Records shown:
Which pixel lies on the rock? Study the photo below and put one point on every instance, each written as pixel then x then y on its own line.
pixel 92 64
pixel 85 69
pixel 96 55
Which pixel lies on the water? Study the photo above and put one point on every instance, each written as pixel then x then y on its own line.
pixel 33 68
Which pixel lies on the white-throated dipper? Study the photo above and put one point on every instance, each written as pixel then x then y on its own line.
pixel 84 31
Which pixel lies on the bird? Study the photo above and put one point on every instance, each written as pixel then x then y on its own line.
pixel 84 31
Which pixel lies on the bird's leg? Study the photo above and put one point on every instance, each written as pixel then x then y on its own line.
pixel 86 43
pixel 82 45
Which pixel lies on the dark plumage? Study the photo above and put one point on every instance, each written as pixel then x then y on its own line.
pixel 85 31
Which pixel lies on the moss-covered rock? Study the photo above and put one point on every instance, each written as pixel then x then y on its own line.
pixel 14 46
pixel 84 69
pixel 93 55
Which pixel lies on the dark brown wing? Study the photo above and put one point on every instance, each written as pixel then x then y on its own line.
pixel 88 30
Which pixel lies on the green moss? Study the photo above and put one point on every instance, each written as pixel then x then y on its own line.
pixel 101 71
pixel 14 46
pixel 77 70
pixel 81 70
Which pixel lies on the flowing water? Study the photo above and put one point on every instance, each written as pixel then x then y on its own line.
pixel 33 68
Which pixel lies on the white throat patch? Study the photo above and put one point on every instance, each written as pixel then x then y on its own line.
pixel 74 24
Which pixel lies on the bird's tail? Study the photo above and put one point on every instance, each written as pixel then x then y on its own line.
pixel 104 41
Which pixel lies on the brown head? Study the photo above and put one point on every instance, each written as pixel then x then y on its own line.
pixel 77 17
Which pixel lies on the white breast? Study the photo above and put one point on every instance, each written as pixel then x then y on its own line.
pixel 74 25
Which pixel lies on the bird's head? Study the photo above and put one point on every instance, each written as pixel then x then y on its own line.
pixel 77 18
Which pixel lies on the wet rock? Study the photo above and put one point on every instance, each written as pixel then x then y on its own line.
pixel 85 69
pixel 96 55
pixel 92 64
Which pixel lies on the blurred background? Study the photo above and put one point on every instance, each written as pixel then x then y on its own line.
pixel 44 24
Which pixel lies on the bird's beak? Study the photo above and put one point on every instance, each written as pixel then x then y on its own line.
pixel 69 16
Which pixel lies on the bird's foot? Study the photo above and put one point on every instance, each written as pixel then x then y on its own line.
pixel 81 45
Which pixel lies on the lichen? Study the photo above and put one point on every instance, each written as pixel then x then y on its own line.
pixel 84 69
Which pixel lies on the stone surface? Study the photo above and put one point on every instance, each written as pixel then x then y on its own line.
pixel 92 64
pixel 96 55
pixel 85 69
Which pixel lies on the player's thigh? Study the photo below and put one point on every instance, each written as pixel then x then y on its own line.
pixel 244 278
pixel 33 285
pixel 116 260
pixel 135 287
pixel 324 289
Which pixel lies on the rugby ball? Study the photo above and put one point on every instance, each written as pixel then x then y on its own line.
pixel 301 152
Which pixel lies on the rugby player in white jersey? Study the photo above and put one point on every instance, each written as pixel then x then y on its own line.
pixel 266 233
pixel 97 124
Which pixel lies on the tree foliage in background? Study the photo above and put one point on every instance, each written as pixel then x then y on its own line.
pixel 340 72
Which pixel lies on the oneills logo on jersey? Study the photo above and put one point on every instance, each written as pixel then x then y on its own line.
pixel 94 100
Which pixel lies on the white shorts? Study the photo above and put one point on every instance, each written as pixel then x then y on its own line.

Exercise goal: Return all of the entries word for word.

Written reply:
Which pixel lies on the rock? Study the photo below and put one point on every instance, each written as pixel then x then y on its own line.
pixel 92 64
pixel 85 69
pixel 96 55
Which pixel lies on the water? Study the photo above and put one point on every instance, each written as pixel then x then y on its own line.
pixel 33 68
Which pixel lies on the white-throated dipper? Study the photo above and put one point on every instance, each written as pixel then x then y on its own line.
pixel 84 31
Which pixel lies on the bird? Study the photo above and put one point on every instance, each written as pixel then x then y on its own line.
pixel 84 31
Which pixel lies on the bird's leg? Study the photo above and put one point on every instance, each written as pixel then x then y on its own line.
pixel 86 43
pixel 82 45
Which pixel lies on the dark plumage? Study the photo above and put one point on every instance, each written as pixel then x then y on its own line.
pixel 85 31
Which pixel lies on the moss-covered rock? Study the photo above and put one point on every instance, each written as pixel then x then y on its own line.
pixel 14 46
pixel 84 69
pixel 93 55
Which pixel lies on the dark brown wing? Study the photo above and put one point on every instance, each written as pixel then x then y on its own line.
pixel 88 30
Which pixel lies on the green moss? Study the photo above and put one point on every instance, each written as pixel then x then y on its own line.
pixel 101 71
pixel 14 46
pixel 77 70
pixel 81 70
Which pixel lies on the flowing water? Study the photo above and put one point on every instance, each written as pixel then x then y on its own line.
pixel 33 68
Which pixel lies on the white throat patch? Study the photo above and put one point on every instance, each written as pixel then x then y on its own line.
pixel 74 24
Which pixel lies on the bird's tail? Study the photo above and put one point on every instance, each written as pixel then x then y on its own line.
pixel 104 41
Which pixel lies on the brown head? Study the photo above and put one point on every instance, each written as pixel then x then y on its own line.
pixel 77 17
Which pixel lies on the white breast? Study the photo above and put one point on every instance, each written as pixel then x then y on its own line.
pixel 74 25
Which pixel lies on the bird's head? Study the photo above and put one point on every instance, each written as pixel then x then y on its own line.
pixel 77 18
Which pixel lies on the wet rock? Study the photo above and put one point on every instance, each written as pixel then x then y on its own line.
pixel 85 69
pixel 96 55
pixel 92 64
Which pixel lies on the blurred background? Study the photo above and put one point on every instance, each written as pixel then x then y on its own line.
pixel 44 24
Which pixel lies on the bird's beak? Study the photo above and put one point on every instance, each written as pixel then x then y on its own line.
pixel 69 16
Which pixel lies on the bird's foot? Study the photo above and put one point on every instance, each written as pixel then x then y on its own line.
pixel 81 45
Which pixel lies on the lichen? Study the photo above and put one point on every instance, each written as pixel then x then y on its own line.
pixel 84 69
Which pixel lies on the stone surface? Study the photo above and put one point on every instance, each written as pixel then x then y on its own line.
pixel 92 64
pixel 96 55
pixel 85 69
Which pixel lies on the player's thigh? Study the photo below and put one point on every instance, each written as pixel then x then y on its own line.
pixel 244 278
pixel 33 285
pixel 116 260
pixel 135 287
pixel 324 289
Which pixel lies on the rugby ball? Study the photo above and put one point on every instance, each written as pixel then x then y on its own line.
pixel 301 152
Which pixel lies on the rugby player in white jersey? Study the photo above and put one point on every instance, each written as pixel then x then y on its own line.
pixel 266 233
pixel 97 124
Which pixel lies on the tree foliage in background? Study the photo above and put one point on every instance, each written as pixel then x then y on its own line.
pixel 340 72
Which pixel lies on the oneills logo on jersey? Study the photo above and put one point on every instance, each written as pixel then x then y on its own line.
pixel 94 100
Which pixel lies on the white shorts? Study the photo above and put one point on every instance, each written as pixel then x then y on its own line.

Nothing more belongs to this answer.